*Extract to read*.
--- START ---

The developed algorithms were able to accurately predict the mortality risk in patients with COVID-19 based on the patients’ physiological conditions, symptoms, and demographic information. This system may help hospitals, medical facilities, and caregivers prioritize COVID-19 patients, particularly with the extra discrimination power provided by the remaining features. This study could expand to other diseases to help the healthcare system respond more effectively during an outbreak or a pandemic.

Strengths of Article

The article addresses an important problem, that of determining early on which patients might require extra resources or attention during the current strained pandemic situation. This article used a relatively large dataset and selected many related features to train the predict models, and accuracy and performance were measured for each model. Further, the authors did a good job of providing some explanation of the features of importance to guide reproduction of such a model, as well as to explain the potential performance of more complicated techniques such as neural network-based models.

Limitations of Article

A number of limitations exist in this paper , primarily due to the method in which features are pre-selected and models trained on balanced datasets.

there are limitations on the data source used — though this is no fault of the authors. The availability of a wider array of feature data was limited, and therefore, the common features of age and comorbidities were selected as most important, as expected.
In building their models, authors use 10-fold cross-validation on a balanced dataset, which may not be the most effective way of dealing with the data imbalance. In particular, such a technique should be repeated so as to ensure the downsampling of the negative class does not potentially choose patients that are very easy to discriminate from those that have high mortality risk.
They also carry out their feature selection prior to model development — essentially identifying features that have direct correlations to the outcome of interest.
This limits the feature importance claims the paper makes and it is not clear if later treatment data potentially confounds these results — in terms of high risk people who survived versus did not.
Their procedure of creating additional features is not necessarily clear (consulted with clinical collaborators), and therefore difficult to replicate or understand the definitions used for those variables and the sources of that data.

--- END ---

*Work instruction A*. In the review of the COVID-19 mortality study, what validation approach did the authors use when building their models?
*Work instruction B*. Reproduce word for word the stretch of the review of the COVID-19 mortality study from "The article addresses" through "neural network-based models.".
*Work instruction C*. Resume the review of the COVID-19 mortality study, picking up right after its final sentence.

*Supplied material*.

--- START ---

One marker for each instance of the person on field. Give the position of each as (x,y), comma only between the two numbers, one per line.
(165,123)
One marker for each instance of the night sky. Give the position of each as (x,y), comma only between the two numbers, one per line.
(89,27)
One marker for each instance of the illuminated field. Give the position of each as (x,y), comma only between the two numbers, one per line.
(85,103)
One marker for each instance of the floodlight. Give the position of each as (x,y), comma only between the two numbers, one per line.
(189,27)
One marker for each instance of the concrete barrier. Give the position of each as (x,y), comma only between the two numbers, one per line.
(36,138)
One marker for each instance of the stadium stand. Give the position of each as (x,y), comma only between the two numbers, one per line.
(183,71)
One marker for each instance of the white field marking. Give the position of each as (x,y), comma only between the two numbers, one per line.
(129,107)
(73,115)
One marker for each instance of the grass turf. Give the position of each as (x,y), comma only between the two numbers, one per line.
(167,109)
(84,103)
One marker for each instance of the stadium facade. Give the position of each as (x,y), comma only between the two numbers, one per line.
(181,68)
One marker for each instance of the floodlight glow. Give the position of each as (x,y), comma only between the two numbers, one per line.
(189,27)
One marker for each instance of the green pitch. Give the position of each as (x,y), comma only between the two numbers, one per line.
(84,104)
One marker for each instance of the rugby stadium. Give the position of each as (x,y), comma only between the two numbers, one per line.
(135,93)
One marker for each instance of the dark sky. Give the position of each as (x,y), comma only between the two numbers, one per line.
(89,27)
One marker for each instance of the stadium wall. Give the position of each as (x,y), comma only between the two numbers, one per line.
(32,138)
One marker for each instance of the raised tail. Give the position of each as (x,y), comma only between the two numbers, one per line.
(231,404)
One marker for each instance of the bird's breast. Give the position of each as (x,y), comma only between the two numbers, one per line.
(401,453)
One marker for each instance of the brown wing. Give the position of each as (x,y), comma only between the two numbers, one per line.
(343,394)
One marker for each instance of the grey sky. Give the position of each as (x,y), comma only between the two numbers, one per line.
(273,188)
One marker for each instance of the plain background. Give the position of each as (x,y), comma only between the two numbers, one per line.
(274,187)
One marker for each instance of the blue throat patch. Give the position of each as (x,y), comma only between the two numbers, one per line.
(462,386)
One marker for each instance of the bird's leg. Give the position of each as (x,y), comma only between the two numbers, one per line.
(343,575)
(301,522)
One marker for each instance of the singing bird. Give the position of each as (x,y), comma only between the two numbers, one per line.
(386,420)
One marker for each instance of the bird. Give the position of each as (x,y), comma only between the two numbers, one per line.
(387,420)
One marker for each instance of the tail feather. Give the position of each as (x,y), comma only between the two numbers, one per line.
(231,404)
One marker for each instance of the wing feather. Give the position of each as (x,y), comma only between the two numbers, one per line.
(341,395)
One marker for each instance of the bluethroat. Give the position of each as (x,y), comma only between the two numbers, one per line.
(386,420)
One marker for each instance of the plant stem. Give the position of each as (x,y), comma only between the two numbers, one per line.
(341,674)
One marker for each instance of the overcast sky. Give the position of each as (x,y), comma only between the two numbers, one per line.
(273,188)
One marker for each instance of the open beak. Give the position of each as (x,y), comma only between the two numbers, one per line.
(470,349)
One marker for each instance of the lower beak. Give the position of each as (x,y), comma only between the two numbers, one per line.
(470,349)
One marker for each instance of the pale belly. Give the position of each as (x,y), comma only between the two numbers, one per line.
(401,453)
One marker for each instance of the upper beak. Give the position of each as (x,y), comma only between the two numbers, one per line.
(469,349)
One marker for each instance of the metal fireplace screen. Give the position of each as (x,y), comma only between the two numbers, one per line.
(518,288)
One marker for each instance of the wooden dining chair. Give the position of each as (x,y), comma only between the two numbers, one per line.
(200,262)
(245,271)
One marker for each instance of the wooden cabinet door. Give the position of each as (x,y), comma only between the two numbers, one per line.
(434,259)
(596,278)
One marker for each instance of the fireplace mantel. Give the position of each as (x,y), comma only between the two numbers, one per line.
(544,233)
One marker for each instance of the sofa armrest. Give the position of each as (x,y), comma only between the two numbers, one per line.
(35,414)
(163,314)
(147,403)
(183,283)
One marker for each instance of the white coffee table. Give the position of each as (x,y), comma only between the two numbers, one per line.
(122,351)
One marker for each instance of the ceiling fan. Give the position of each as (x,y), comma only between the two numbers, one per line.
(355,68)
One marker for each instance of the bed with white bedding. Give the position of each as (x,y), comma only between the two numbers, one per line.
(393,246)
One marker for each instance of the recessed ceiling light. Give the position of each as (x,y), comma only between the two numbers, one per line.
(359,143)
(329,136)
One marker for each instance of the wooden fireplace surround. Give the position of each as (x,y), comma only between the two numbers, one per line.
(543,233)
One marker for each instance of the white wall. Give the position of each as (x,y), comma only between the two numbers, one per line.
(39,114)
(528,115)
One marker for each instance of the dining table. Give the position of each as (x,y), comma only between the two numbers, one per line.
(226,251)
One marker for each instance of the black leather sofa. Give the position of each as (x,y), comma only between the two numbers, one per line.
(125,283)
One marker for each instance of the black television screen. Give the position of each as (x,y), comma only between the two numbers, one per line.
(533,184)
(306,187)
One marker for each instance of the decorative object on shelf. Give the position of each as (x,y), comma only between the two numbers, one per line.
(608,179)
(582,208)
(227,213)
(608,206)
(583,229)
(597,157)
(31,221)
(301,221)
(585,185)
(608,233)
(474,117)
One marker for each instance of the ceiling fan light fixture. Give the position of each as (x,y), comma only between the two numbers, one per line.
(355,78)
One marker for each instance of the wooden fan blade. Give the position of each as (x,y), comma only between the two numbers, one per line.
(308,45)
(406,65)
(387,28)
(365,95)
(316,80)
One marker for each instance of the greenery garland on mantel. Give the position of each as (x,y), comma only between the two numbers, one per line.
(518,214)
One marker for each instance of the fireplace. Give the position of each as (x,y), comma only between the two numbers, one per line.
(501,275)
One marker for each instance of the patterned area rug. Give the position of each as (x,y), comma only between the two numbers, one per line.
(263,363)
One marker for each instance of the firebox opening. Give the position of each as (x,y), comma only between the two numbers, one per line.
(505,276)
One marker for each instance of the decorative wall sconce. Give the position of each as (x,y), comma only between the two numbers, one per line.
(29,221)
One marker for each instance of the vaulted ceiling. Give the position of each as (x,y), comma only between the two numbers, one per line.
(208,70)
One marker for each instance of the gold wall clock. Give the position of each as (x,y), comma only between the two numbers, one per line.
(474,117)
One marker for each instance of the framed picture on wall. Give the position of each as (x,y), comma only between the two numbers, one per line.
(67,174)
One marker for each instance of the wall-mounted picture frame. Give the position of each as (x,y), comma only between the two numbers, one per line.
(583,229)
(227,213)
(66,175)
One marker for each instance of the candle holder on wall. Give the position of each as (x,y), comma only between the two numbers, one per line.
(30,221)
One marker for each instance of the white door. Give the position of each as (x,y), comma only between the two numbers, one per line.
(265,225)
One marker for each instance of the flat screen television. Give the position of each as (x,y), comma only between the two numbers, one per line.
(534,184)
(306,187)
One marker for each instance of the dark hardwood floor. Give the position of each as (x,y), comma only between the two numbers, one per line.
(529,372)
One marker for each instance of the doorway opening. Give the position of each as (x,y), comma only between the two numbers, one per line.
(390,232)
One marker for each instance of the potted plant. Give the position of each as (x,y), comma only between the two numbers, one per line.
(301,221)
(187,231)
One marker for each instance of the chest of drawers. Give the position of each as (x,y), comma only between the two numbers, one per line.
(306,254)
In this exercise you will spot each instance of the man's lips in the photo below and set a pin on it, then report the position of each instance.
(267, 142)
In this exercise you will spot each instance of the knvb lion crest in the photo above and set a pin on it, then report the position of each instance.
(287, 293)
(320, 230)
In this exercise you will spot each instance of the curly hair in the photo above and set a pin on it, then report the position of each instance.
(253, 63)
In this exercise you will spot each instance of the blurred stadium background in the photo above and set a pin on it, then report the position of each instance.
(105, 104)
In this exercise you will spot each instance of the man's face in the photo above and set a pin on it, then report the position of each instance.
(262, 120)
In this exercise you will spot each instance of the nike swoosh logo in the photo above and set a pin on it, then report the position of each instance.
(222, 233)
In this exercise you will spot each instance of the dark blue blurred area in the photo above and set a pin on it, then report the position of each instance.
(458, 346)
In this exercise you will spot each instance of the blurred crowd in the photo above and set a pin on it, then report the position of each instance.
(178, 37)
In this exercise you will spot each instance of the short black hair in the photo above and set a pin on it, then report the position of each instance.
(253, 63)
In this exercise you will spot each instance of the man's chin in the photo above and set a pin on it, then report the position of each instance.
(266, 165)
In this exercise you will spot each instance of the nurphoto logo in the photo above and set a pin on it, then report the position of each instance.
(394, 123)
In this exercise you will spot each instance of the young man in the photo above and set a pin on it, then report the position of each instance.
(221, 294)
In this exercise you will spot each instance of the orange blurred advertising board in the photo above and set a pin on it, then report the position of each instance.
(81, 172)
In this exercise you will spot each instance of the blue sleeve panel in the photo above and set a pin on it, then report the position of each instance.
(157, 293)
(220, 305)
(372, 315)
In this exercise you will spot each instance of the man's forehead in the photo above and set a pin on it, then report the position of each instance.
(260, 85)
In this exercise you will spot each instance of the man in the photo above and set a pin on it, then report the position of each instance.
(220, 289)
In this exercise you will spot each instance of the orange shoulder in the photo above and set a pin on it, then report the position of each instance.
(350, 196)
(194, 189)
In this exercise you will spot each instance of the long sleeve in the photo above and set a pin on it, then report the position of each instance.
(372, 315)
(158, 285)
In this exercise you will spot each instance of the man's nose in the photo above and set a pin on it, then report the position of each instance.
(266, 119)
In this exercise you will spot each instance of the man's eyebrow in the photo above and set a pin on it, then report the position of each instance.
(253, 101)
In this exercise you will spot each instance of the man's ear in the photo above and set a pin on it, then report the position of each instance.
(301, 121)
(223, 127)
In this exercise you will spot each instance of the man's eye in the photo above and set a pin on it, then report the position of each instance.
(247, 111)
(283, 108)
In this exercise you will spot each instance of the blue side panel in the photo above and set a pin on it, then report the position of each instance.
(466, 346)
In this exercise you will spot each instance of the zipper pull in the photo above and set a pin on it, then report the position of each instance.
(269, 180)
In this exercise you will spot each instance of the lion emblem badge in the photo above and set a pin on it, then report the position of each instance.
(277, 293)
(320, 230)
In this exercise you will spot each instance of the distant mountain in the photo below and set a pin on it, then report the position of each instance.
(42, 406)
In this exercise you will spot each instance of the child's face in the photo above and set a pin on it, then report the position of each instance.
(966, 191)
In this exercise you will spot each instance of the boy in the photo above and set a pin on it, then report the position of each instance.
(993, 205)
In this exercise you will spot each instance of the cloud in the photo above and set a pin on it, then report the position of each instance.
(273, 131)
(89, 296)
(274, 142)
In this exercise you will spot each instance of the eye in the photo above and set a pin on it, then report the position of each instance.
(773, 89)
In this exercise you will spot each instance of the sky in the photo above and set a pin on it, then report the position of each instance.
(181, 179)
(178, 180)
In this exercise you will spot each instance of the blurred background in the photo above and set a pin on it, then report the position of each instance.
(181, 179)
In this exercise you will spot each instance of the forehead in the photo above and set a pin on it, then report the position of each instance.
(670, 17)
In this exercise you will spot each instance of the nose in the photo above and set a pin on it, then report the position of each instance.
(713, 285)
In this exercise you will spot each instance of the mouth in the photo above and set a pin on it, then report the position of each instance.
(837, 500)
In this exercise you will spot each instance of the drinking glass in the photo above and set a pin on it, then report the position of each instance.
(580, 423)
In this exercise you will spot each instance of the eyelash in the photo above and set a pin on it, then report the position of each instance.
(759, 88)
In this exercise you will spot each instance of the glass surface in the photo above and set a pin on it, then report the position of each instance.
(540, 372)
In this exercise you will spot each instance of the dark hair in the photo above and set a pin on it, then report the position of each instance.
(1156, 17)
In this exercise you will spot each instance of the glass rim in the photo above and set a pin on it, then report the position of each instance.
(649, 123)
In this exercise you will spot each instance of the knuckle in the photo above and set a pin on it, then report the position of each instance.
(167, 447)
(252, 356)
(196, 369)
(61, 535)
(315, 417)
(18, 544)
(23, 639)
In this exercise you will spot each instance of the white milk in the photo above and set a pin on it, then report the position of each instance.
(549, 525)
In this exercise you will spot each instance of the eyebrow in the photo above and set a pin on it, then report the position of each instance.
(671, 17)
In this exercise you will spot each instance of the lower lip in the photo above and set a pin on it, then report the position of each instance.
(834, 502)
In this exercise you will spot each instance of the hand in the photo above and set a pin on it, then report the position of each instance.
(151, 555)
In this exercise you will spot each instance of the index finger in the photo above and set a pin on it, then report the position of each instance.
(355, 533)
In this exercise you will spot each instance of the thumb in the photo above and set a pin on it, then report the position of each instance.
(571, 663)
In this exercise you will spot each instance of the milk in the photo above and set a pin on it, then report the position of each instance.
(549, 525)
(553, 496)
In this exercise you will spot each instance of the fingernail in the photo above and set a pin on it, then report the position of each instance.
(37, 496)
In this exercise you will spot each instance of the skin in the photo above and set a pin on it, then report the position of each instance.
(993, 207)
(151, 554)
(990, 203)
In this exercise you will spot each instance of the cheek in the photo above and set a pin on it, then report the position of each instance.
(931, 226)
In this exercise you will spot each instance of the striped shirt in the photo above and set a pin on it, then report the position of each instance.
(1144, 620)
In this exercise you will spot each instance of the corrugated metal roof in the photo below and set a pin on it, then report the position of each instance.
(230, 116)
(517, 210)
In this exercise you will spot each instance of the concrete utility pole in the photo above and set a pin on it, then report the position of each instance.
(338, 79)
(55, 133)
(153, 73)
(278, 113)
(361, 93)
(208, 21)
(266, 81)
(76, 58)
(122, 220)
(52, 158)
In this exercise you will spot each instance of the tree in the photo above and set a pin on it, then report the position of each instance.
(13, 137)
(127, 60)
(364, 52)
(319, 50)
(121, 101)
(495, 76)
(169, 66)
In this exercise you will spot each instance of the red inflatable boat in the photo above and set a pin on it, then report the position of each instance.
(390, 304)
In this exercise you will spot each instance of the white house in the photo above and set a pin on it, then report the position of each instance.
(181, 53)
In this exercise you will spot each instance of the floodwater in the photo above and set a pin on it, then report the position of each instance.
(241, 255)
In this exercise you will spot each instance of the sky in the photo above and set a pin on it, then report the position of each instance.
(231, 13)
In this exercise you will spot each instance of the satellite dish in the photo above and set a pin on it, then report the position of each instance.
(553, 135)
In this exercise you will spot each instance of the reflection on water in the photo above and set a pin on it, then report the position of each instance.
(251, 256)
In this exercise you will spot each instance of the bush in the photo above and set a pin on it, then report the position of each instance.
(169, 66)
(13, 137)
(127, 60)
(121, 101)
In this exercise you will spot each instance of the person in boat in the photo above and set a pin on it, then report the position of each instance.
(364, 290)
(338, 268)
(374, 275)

--- END ---

*Expected answer A*. They used 10-fold cross-validation on a balanced dataset.

*Expected answer B*.
The article addresses an important problem, that of determining early on which patients might require extra resources or attention during the current strained pandemic situation. This article used a relatively large dataset and selected many related features to train the predict models, and accuracy and performance were measured for each model. Further, the authors did a good job of providing some explanation of the features of importance to guide reproduction of such a model, as well as to explain the potential performance of more complicated techniques such as neural network-based models.

*Expected answer C*.
The hyperparameter tuning used for the grid searching could use better explanation. What were the ranges selected to search from, why set those ranges/step sizes, and do the authors thing they explored a reasonable search space for the hyperparameters?
For evaluating the results, accuracy isn’t the most informative measure for a situation like this. While AUROC additionally has performance issues with imbalanced datasets, it is more explanatory when data balancing is carried out, such as in this work. Focusing on AUROC, while providing the specific metric used to optimize the confusion matrix would provide better understanding of risk as well as provide a potential for a decision support marker/threshold. Ideally, authors would provide some form of calibration plot to understand the distribution of risk over the population tested.

Take-Home Message

This article is an important step in developing a model to predict the mortality risk in patients with COVID-19, and further providing a useful tool for healthcare systems to prioritize COVID-19 patients with limited resource. However, the reliability of the data source limits the accuracy of the analysis, and the procedure of creating feature set is not necessarily clear. Further, balancing the training data by randomly sub-sampling the negative class will potentially eliminate important patients especially when we have so little data, so if such a procedure is to be carried out, it should be repeated to show robustness to the random nature of the dataset creation. In all, this is a solid foundation to begin from but more advanced models with a wider array of data are needed.